Location identification entries
..............................

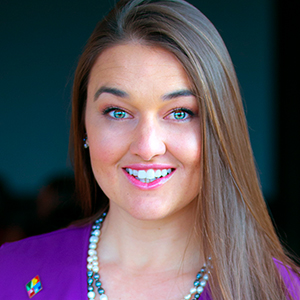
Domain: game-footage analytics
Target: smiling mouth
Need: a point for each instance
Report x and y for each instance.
(150, 175)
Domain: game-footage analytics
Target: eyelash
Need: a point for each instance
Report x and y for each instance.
(110, 109)
(184, 110)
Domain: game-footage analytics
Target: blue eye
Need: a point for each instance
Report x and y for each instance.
(116, 113)
(181, 114)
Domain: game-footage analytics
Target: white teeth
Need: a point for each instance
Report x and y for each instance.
(157, 173)
(150, 175)
(142, 174)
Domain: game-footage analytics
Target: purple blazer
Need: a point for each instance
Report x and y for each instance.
(59, 259)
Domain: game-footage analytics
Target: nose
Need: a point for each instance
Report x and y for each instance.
(148, 140)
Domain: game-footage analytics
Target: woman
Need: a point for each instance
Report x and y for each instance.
(158, 126)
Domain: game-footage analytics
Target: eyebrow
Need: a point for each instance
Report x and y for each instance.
(177, 94)
(122, 94)
(110, 90)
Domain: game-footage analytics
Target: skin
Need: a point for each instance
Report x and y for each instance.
(134, 116)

..............................

Problem requirements> Pull out every line of the entries above that contains the string "Target", and treat case as significant when matching.

The reply>
Target: smiling mouth
Target: eyelash
Target: blue eye
Target: white teeth
Target: purple blazer
Target: nose
Target: woman
Target: eyebrow
Target: skin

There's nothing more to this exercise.